◆ Your objective
Pick out each line in the rows below that contains the string "black", and copy every such line in full.

◆ Records to use
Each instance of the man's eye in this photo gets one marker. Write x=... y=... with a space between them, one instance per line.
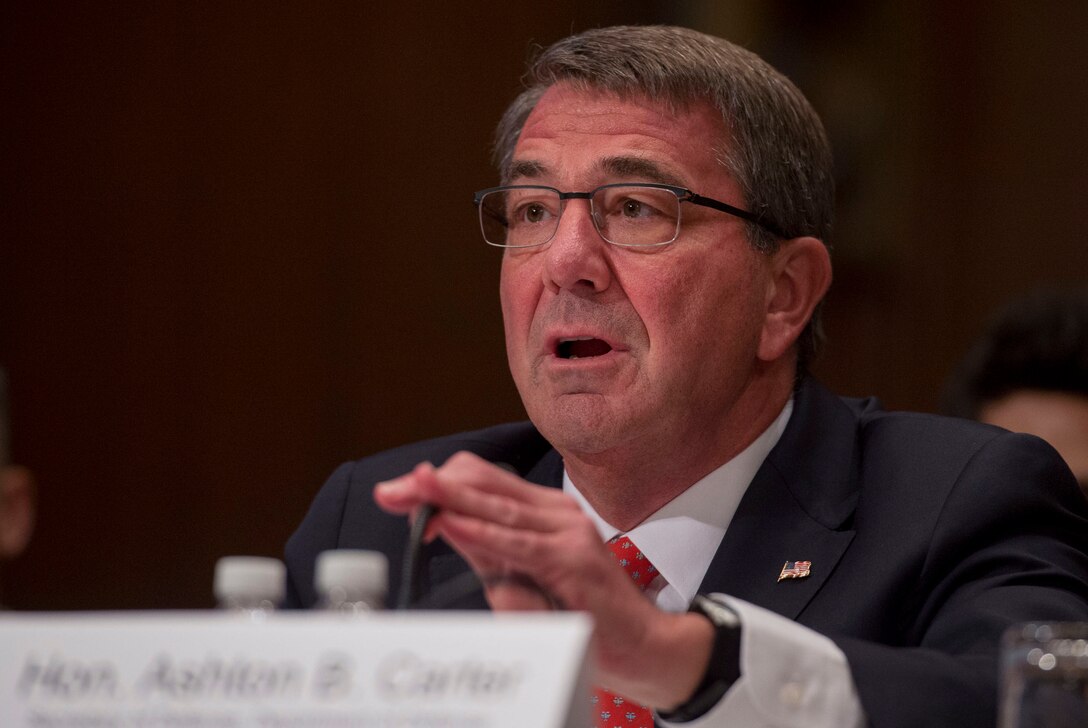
x=633 y=208
x=530 y=212
x=535 y=212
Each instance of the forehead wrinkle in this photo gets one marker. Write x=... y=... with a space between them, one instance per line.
x=638 y=168
x=526 y=168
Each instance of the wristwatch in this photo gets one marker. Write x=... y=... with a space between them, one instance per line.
x=725 y=666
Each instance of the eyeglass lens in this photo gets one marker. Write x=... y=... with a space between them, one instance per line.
x=623 y=216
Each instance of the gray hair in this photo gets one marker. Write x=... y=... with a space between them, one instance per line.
x=777 y=148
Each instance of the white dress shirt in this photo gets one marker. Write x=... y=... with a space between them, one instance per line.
x=791 y=676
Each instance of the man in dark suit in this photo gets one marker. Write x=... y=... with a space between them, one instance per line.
x=818 y=562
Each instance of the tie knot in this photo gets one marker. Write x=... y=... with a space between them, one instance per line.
x=633 y=562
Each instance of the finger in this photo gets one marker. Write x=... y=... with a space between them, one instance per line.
x=405 y=494
x=491 y=494
x=486 y=477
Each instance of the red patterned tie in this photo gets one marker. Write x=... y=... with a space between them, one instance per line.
x=610 y=710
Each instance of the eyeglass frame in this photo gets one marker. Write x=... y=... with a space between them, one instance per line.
x=683 y=195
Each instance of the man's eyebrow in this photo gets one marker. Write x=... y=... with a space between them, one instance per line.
x=526 y=168
x=638 y=168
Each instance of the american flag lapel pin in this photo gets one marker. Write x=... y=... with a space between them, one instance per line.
x=795 y=570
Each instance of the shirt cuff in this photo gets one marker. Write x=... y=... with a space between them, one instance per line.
x=791 y=677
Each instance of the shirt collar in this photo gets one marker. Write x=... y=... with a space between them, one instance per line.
x=681 y=538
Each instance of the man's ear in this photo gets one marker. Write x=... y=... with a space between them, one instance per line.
x=16 y=509
x=801 y=272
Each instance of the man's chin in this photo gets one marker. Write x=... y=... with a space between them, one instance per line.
x=581 y=424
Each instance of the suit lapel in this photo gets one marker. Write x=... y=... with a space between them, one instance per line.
x=798 y=508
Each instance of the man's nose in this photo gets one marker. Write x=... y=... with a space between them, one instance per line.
x=577 y=256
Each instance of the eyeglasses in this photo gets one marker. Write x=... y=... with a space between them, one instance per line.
x=630 y=214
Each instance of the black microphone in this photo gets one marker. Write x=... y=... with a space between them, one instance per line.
x=411 y=569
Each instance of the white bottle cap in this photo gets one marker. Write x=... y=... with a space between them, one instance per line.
x=249 y=578
x=360 y=574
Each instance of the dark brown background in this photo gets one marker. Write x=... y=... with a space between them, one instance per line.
x=238 y=246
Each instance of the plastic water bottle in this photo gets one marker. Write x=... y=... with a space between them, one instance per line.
x=254 y=585
x=351 y=581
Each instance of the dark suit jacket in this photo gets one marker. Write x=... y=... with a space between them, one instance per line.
x=927 y=538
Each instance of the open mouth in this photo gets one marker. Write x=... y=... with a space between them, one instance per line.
x=581 y=347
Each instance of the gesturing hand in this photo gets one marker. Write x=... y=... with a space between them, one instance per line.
x=534 y=548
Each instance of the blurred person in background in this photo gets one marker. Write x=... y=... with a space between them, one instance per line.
x=16 y=493
x=1028 y=372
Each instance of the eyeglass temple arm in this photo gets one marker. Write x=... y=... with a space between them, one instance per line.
x=736 y=211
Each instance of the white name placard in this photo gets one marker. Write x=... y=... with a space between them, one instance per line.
x=293 y=670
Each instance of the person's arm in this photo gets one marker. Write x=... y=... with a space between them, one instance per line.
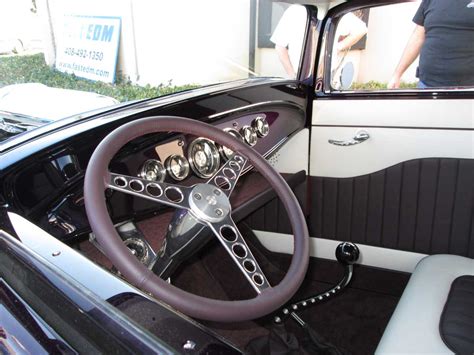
x=359 y=30
x=285 y=60
x=411 y=52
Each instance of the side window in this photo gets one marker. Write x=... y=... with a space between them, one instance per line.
x=414 y=45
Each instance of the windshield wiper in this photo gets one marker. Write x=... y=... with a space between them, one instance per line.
x=14 y=128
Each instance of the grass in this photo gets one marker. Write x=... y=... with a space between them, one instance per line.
x=33 y=69
x=376 y=85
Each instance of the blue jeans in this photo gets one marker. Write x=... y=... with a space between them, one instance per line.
x=421 y=85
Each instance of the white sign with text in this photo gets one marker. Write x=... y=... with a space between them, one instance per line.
x=89 y=46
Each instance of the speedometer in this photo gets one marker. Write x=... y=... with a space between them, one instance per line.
x=203 y=157
x=177 y=167
x=227 y=153
x=152 y=170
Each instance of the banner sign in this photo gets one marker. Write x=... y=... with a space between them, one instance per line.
x=89 y=47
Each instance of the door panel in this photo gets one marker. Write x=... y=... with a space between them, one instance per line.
x=408 y=187
x=422 y=205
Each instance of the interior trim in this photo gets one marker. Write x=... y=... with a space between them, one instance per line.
x=386 y=147
x=324 y=248
x=395 y=113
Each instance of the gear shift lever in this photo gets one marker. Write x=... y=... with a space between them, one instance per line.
x=346 y=254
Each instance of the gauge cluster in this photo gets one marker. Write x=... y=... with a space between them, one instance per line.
x=200 y=157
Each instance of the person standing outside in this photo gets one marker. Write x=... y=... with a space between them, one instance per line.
x=444 y=40
x=288 y=38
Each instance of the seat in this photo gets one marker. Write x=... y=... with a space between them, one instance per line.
x=414 y=326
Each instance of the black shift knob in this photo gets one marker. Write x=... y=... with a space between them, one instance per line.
x=347 y=253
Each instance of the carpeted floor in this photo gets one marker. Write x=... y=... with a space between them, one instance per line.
x=354 y=320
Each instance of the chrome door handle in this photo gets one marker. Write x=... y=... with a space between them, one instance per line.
x=360 y=137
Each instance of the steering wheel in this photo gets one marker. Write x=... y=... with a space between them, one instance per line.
x=209 y=204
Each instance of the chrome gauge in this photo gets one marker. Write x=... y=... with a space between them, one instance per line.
x=226 y=152
x=177 y=167
x=249 y=134
x=203 y=157
x=261 y=126
x=152 y=170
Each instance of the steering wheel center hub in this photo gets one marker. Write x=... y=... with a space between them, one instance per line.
x=209 y=203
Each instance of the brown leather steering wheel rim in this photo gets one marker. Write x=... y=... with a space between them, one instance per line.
x=141 y=276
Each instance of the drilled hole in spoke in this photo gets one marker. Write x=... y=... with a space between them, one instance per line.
x=249 y=265
x=222 y=182
x=239 y=250
x=174 y=194
x=234 y=166
x=136 y=185
x=239 y=159
x=120 y=181
x=154 y=190
x=229 y=173
x=228 y=233
x=258 y=279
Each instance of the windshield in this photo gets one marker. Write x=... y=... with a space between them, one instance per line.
x=59 y=59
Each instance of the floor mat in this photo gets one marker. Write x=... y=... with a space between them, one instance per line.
x=354 y=320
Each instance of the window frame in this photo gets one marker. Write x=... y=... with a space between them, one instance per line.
x=325 y=46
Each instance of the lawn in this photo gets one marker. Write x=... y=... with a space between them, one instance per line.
x=33 y=69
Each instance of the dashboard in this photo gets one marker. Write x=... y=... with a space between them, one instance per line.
x=49 y=190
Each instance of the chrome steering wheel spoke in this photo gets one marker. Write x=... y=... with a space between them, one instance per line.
x=227 y=176
x=233 y=242
x=168 y=194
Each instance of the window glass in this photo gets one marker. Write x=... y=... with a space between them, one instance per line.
x=64 y=58
x=414 y=45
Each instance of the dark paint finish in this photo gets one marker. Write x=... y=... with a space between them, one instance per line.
x=20 y=329
x=49 y=184
x=85 y=322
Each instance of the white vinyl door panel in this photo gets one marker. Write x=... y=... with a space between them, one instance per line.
x=385 y=147
x=395 y=113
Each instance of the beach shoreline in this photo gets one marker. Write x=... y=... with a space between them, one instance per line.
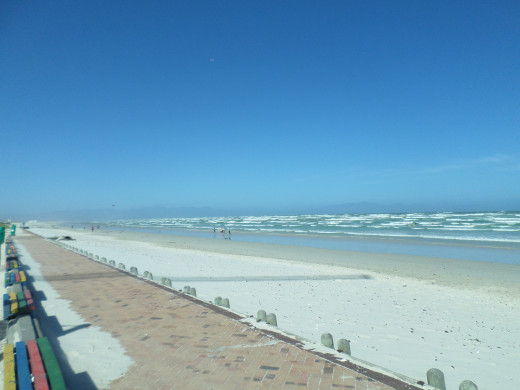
x=405 y=313
x=450 y=272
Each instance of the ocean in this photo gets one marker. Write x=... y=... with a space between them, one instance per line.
x=479 y=236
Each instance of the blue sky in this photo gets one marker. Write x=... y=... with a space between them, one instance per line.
x=248 y=107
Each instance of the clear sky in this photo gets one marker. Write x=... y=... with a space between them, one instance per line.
x=254 y=107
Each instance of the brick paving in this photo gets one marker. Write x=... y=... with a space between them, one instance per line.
x=178 y=342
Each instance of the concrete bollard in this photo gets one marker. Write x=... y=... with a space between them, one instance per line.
x=435 y=378
x=344 y=346
x=327 y=340
x=261 y=316
x=467 y=385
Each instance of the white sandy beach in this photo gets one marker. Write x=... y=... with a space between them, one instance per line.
x=404 y=313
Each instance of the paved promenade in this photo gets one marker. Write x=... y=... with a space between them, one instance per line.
x=178 y=342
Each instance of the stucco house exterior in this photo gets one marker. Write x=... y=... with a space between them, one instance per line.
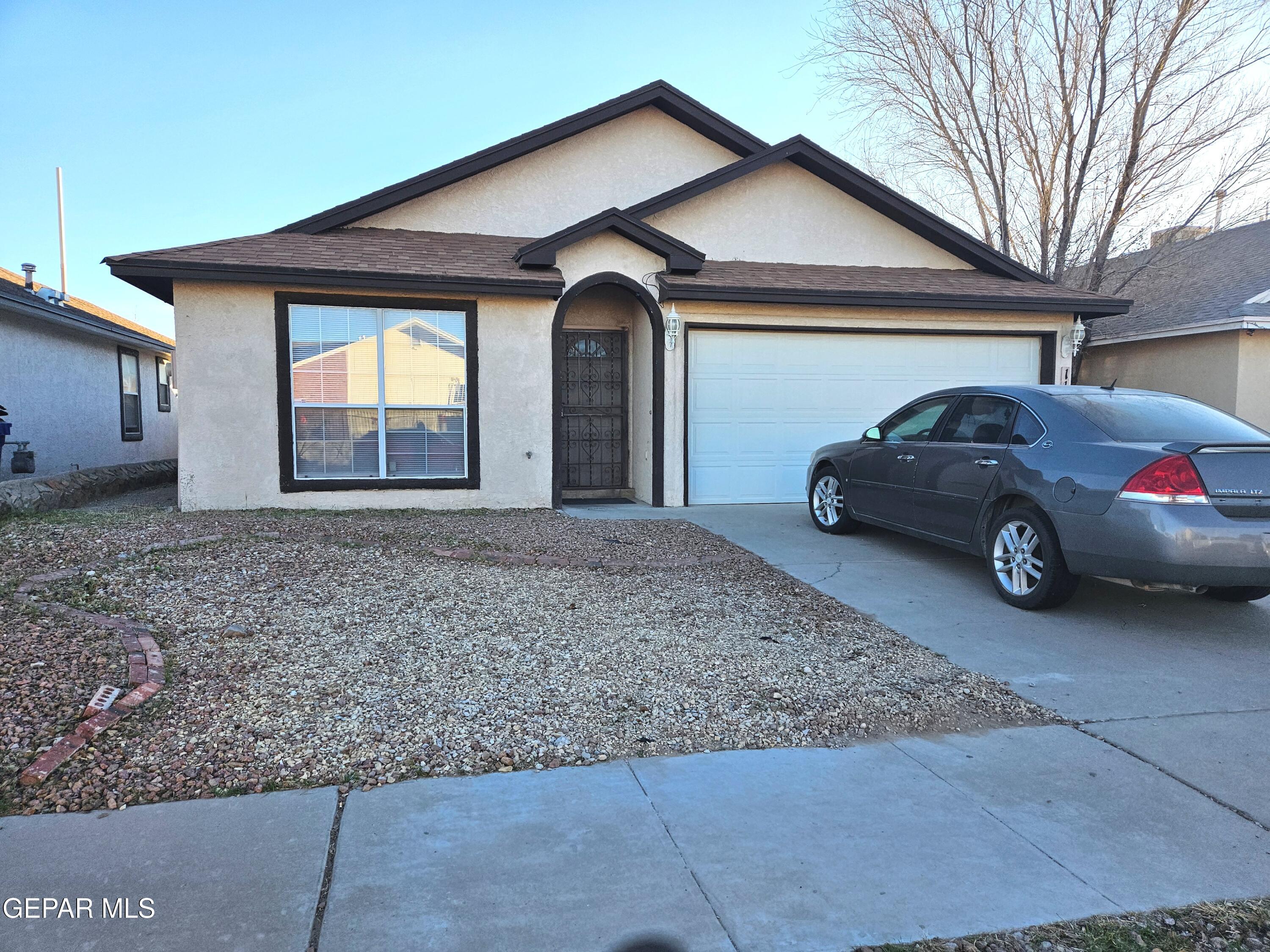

◆ Result for this task
Each instance of the black microphone in this photo gets one marker. Write x=... y=... with a space between them, one instance per line.
Each instance of the black shift knob in this photo gets one marker. Write x=... y=... with a space between them, one instance per line.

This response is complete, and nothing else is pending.